Task brief: Revise the data from the line that contains "TARGET = liquid inside syringe" through the end of the data, putting "circle" wherever "disc" appears and changing nothing else. Leave the pictures out.

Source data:
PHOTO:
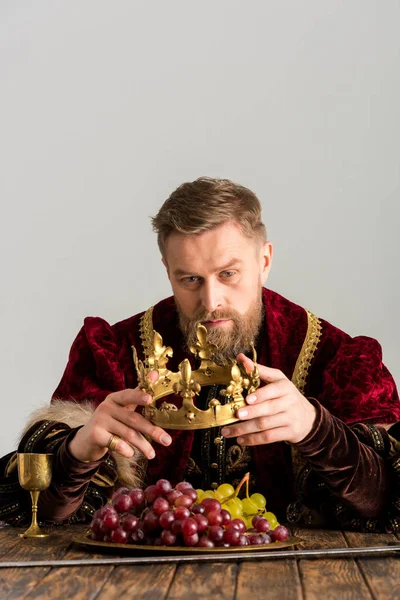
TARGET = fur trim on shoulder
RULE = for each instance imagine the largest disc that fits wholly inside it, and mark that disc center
(73, 414)
(130, 471)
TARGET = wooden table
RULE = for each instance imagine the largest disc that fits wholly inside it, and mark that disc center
(286, 578)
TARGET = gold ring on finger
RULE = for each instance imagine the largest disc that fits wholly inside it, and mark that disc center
(113, 443)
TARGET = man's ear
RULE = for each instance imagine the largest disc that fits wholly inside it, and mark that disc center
(164, 262)
(266, 260)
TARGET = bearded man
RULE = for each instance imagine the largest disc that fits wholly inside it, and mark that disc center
(315, 434)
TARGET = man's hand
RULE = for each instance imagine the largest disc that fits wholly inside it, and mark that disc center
(276, 412)
(116, 415)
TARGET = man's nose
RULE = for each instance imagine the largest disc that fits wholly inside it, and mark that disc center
(211, 296)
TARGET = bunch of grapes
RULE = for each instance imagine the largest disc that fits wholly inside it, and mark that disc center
(161, 515)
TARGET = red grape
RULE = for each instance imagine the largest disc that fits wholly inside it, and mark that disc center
(176, 527)
(182, 512)
(123, 503)
(184, 485)
(96, 525)
(173, 495)
(255, 520)
(163, 486)
(121, 490)
(239, 524)
(262, 525)
(231, 535)
(160, 505)
(166, 519)
(280, 534)
(151, 493)
(202, 522)
(137, 497)
(119, 536)
(216, 533)
(255, 539)
(184, 501)
(110, 520)
(205, 542)
(226, 516)
(189, 527)
(168, 538)
(150, 521)
(130, 523)
(137, 536)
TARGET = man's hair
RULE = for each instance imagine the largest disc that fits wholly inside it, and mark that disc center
(206, 203)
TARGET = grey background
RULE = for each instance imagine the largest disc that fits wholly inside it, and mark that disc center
(105, 107)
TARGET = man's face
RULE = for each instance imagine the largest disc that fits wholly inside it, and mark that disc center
(216, 279)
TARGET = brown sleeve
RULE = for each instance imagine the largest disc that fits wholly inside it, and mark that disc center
(69, 484)
(351, 470)
(77, 489)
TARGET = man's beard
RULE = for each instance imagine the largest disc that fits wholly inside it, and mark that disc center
(230, 342)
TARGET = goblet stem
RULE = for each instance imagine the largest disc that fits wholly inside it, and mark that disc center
(34, 530)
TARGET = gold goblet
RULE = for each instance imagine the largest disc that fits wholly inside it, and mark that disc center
(34, 474)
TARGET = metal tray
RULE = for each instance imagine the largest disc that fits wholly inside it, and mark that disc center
(84, 540)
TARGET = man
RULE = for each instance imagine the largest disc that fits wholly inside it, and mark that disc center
(294, 435)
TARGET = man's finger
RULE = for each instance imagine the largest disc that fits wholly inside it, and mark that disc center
(255, 425)
(279, 434)
(267, 374)
(136, 422)
(269, 392)
(130, 396)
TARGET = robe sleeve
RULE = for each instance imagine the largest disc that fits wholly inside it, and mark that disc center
(94, 367)
(346, 469)
(77, 489)
(349, 378)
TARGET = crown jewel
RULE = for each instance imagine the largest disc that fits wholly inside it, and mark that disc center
(188, 383)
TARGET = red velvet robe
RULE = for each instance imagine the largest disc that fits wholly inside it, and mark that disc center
(346, 376)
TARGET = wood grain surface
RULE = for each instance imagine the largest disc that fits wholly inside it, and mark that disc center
(284, 579)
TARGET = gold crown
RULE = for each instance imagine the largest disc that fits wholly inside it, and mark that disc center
(188, 383)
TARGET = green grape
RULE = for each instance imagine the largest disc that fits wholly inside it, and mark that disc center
(224, 491)
(258, 500)
(234, 507)
(249, 507)
(208, 494)
(273, 521)
(200, 494)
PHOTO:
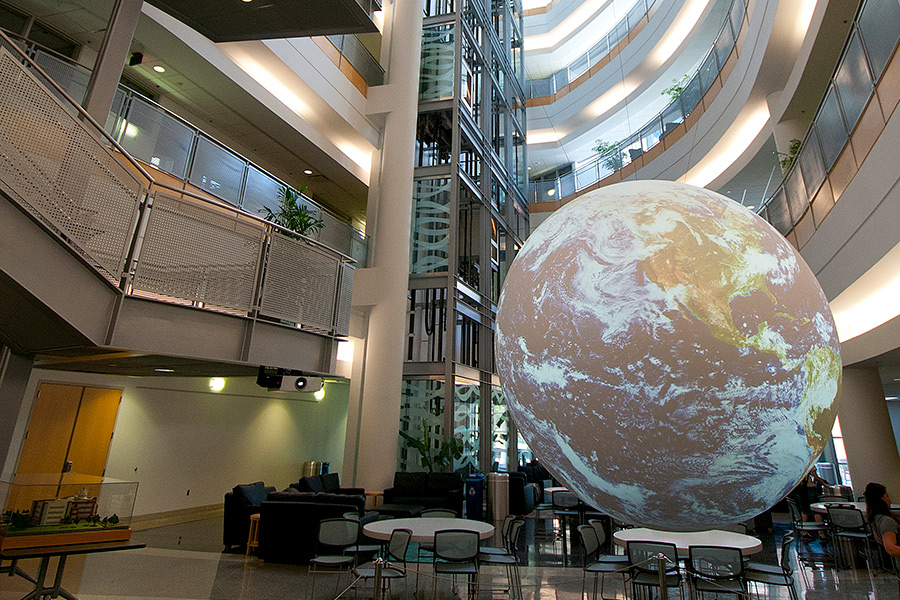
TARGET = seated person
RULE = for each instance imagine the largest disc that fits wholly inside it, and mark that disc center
(882, 522)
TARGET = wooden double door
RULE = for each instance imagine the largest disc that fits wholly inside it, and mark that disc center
(67, 442)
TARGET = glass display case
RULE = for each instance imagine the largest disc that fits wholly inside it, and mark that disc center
(55, 509)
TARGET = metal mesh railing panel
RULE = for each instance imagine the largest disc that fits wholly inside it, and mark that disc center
(198, 254)
(56, 168)
(300, 283)
(345, 299)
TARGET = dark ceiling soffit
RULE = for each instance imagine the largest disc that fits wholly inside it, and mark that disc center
(235, 21)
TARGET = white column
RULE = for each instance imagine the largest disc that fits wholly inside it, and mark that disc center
(868, 436)
(373, 451)
(14, 373)
(111, 60)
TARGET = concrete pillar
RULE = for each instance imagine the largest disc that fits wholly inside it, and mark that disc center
(868, 436)
(14, 373)
(388, 276)
(113, 53)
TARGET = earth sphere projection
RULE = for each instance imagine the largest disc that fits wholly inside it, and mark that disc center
(667, 355)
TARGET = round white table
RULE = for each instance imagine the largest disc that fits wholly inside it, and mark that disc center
(683, 539)
(423, 528)
(822, 507)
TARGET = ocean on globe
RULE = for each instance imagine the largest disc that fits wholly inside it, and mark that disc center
(668, 356)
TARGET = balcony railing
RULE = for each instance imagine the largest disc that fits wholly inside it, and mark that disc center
(548, 86)
(158, 137)
(632, 148)
(149, 238)
(825, 162)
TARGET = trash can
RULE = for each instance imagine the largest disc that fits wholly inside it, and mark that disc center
(310, 468)
(498, 496)
(475, 496)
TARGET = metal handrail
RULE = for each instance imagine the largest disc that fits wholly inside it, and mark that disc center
(806, 145)
(616, 156)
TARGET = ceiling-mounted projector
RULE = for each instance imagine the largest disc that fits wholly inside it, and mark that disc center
(293, 383)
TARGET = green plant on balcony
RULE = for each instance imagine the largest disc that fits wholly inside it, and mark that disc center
(611, 157)
(435, 454)
(677, 87)
(292, 214)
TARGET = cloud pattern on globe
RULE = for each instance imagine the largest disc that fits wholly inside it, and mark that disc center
(668, 355)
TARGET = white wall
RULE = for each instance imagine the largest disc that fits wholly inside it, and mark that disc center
(173, 435)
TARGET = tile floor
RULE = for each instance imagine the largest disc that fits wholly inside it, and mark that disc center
(186, 561)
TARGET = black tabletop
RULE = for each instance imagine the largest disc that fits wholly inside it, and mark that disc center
(66, 550)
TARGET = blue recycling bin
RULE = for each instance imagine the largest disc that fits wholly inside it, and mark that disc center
(475, 496)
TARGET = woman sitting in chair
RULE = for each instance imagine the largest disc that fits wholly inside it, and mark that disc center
(883, 523)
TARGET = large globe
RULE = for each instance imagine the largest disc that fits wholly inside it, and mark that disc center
(668, 355)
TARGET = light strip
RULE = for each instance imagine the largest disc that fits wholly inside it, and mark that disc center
(730, 146)
(871, 300)
(568, 25)
(677, 32)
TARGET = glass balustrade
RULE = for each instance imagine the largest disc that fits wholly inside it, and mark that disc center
(547, 86)
(870, 44)
(158, 137)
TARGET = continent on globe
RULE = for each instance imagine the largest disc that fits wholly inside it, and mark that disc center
(668, 355)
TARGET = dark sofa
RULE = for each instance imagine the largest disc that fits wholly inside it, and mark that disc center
(241, 502)
(431, 490)
(329, 483)
(289, 522)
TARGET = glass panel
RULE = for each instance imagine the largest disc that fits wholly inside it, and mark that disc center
(465, 426)
(778, 214)
(878, 26)
(499, 430)
(217, 171)
(810, 160)
(831, 129)
(436, 79)
(691, 95)
(156, 138)
(431, 226)
(853, 82)
(261, 190)
(795, 192)
(422, 419)
(468, 240)
(708, 72)
(427, 318)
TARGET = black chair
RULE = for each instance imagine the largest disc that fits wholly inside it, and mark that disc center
(395, 554)
(565, 507)
(716, 569)
(335, 536)
(508, 559)
(644, 558)
(849, 527)
(593, 562)
(456, 553)
(781, 575)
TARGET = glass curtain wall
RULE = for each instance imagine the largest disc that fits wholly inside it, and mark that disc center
(470, 218)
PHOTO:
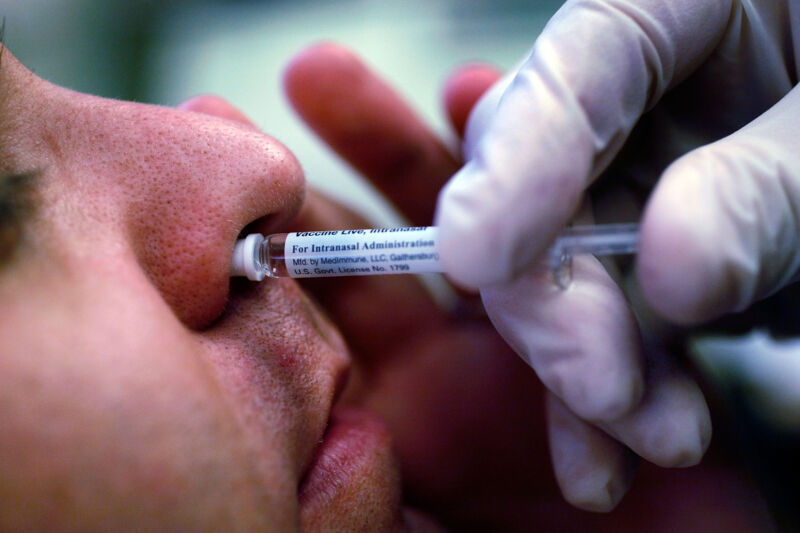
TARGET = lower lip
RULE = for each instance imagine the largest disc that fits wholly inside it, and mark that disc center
(356, 446)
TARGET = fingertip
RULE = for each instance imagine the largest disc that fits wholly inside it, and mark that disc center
(469, 244)
(314, 68)
(680, 263)
(593, 471)
(462, 90)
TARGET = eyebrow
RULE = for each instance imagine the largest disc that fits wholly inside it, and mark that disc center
(17, 205)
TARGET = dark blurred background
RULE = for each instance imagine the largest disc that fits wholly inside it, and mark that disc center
(164, 52)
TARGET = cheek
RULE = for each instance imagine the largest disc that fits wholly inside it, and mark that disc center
(113, 416)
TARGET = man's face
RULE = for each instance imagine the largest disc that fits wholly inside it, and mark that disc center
(138, 389)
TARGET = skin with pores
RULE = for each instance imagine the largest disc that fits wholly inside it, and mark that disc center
(140, 389)
(136, 391)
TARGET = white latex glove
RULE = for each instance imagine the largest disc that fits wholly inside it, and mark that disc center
(709, 86)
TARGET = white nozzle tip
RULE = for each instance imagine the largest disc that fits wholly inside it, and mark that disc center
(244, 258)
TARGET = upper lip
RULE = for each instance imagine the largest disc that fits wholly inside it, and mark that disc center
(284, 353)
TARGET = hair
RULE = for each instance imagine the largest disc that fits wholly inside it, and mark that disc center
(16, 196)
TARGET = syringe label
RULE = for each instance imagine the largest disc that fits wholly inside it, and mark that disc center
(363, 252)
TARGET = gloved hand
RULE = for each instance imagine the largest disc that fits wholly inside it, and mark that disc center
(689, 102)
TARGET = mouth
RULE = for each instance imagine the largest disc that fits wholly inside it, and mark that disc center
(355, 451)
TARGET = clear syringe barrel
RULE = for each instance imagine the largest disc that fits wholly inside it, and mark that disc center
(315, 254)
(365, 252)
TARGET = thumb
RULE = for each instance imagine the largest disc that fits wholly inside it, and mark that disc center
(722, 228)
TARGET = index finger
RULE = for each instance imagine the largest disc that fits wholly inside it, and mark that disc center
(371, 127)
(598, 65)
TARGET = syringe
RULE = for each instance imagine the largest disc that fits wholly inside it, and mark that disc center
(365, 252)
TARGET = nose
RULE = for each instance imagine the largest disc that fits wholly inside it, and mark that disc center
(182, 186)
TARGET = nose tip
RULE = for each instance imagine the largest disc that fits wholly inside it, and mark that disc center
(199, 181)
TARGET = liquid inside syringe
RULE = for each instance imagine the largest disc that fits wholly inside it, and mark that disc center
(367, 252)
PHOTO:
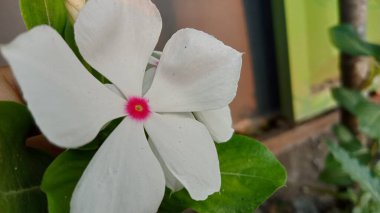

Response to this exercise:
TARGET = liquid inside syringe
RULE = for each instance imagine the largest circle that fits wholly inside it, and mark that circle center
(367, 252)
PHOTO:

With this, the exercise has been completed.